PASSAGE PROVIDED →
OOC:  No problemo Animus!


----------



## Strahd_Von_Zarovich (Jun 7, 2005)

*Grotzkoshter*

Grotzkoshter sees Ash's bad condition and decides to mumble few words
take stone and metal and we have a mix, let this warforge to be fix
_Repair Light damage_ 
and he touch Ash on the back and retreats behind the corner again


----------



## Animus (Jun 9, 2005)

Folks,

Right now things are going to be a bit slow going because I'm now working 2 jobs paying off these student loans and other bills I have from aquiring a college degree which I'm not using. I can post about 3 times a week right now, hopefully more when I get accustomed to this schedule. So, I ask for your patience when I don't post for a day or two. Things will speed up again when I can work out my schedule a bit better.

-Animus
P.S. There will be a update within the next day   .


----------



## Scotley (Jun 9, 2005)

OOC: I know it is tough out there, I'm content with a 3x a week posting schedule.


----------



## Animus (Jun 9, 2005)

*Round 5*

Game Mechanics:
[sblock]
Tym hits AC 13 on Aid another for Lyran. Success.

The skeleton attacks Lyran and Ash hittng ACs 28 and 16. Doing 13 and (9 - 2 DR) 7 points. Lyran and Ash are unconscious.

Jem hits AC 18 doing (5 - 5 DR) no damage. 

Grotz casts repair light damage on Ash and heals 7 points. Ash is conscious and prone.

Kamvul attacks hitting ACs 15 and 15 and does (10 - 5 DR) 5 and (9 - 5 DR) 4 points of damage.

Lyran is unconscious and prone.

WRITTEN INSTRUCTION A → Count the lines in the entries that contain the string "tiled", and give only that number.
The entries that follow are unrelated to the forum thread.

RECORDS PROVIDED →
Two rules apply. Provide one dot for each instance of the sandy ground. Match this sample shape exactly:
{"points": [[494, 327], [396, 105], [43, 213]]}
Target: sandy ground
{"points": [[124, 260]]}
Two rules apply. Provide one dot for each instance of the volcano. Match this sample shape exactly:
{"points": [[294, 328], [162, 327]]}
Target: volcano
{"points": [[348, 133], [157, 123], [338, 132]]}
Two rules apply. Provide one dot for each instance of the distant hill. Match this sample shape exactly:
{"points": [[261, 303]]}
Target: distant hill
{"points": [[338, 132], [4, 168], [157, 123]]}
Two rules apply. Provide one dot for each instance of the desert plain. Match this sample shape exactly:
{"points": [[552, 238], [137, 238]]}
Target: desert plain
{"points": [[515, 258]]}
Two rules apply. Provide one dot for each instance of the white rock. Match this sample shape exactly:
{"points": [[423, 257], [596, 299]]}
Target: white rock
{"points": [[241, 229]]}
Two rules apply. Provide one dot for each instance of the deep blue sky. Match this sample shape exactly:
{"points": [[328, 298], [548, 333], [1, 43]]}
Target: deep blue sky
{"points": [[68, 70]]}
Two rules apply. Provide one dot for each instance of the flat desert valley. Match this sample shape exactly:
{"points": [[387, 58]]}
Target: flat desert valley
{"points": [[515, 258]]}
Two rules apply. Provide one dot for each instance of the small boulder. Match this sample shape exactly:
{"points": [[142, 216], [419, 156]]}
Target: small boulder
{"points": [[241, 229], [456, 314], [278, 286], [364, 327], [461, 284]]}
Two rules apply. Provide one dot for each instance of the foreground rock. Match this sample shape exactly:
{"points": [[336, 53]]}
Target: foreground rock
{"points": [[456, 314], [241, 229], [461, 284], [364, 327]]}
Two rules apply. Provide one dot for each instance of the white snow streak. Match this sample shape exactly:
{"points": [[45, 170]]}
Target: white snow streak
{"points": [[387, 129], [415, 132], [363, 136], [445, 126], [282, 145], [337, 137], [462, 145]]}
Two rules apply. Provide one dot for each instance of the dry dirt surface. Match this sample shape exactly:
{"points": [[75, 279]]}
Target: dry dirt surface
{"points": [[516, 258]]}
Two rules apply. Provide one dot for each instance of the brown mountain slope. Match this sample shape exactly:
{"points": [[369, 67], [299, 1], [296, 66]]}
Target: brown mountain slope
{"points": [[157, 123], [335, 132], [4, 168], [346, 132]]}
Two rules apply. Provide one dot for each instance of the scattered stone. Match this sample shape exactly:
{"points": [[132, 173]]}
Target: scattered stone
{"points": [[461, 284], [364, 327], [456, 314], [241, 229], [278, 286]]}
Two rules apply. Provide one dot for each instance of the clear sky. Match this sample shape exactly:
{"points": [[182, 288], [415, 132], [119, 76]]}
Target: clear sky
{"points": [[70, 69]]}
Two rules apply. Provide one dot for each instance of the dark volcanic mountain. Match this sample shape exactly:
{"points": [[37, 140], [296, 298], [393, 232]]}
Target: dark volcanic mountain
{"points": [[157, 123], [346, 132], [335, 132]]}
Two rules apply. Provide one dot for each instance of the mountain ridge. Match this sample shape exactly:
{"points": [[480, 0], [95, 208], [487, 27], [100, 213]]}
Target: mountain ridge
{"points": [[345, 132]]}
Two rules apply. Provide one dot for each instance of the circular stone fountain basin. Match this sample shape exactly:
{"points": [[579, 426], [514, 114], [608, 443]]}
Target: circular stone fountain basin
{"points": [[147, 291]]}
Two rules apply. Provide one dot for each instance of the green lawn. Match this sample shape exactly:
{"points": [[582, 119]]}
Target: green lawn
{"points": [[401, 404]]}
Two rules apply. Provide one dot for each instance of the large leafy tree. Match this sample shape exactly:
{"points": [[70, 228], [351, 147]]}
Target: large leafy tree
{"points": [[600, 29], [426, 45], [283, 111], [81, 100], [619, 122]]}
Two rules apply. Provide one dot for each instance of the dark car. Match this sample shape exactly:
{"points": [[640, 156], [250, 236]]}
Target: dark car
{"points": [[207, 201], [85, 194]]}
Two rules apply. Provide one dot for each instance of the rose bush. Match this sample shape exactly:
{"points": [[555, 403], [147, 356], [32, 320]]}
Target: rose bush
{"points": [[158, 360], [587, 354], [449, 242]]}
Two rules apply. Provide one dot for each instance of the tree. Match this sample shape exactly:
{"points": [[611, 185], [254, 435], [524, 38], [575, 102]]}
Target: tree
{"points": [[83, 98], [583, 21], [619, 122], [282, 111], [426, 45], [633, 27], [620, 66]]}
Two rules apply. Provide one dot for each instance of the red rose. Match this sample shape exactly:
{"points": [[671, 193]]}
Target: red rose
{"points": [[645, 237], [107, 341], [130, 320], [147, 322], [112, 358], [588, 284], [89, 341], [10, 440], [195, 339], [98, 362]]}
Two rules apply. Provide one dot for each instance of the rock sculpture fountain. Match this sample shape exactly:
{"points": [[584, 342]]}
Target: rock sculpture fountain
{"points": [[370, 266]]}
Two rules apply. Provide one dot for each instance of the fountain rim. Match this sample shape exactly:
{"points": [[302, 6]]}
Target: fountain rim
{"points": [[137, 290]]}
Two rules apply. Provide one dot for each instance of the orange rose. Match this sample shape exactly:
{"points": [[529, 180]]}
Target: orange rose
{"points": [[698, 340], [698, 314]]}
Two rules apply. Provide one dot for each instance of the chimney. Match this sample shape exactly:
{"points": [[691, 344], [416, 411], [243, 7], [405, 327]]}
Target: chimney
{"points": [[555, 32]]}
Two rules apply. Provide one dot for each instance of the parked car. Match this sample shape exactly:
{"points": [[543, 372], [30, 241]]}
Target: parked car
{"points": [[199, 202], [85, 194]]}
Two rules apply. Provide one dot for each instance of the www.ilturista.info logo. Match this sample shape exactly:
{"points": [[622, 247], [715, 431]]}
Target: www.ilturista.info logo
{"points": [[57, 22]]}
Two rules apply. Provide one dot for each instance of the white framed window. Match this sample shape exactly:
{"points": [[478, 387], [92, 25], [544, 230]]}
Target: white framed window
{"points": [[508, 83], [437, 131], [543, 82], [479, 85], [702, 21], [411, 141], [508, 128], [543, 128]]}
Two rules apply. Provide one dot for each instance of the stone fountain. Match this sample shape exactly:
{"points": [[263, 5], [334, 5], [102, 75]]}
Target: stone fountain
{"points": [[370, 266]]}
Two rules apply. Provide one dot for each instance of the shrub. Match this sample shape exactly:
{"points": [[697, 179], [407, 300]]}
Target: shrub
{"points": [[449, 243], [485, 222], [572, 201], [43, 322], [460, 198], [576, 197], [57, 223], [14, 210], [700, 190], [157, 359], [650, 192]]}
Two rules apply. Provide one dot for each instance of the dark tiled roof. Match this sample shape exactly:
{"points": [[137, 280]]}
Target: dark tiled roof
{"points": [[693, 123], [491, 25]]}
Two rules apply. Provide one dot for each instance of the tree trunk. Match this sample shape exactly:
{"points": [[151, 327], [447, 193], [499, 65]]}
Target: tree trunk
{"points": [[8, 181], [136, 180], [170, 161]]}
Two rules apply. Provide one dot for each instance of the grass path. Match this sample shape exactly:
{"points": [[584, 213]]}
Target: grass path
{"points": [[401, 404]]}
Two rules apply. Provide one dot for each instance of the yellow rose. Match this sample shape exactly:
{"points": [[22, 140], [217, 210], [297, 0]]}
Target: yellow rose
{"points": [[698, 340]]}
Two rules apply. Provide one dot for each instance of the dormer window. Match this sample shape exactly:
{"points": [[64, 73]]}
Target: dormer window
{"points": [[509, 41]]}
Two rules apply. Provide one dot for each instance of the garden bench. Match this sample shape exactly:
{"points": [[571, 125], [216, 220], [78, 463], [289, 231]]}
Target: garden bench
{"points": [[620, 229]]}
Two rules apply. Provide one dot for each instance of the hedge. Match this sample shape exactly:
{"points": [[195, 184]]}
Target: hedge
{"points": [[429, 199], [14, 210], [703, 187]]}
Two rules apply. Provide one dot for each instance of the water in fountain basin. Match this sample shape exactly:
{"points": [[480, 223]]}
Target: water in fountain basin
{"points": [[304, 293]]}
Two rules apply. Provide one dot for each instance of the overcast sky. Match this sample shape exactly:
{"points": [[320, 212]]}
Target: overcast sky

WRITTEN INSTRUCTION B → Copy the part of the forum thread starting with "Jem hits AC" and going on through "unconscious and prone.", reproducing it word for word.

WORKED SOLUTION A → 2

WORKED SOLUTION B →
Jem hits AC 18 doing (5 - 5 DR) no damage. 

Grotz casts repair light damage on Ash and heals 7 points. Ash is conscious and prone.

Kamvul attacks hitting ACs 15 and 15 and does (10 - 5 DR) 5 and (9 - 5 DR) 4 points of damage.

Lyran is unconscious and prone.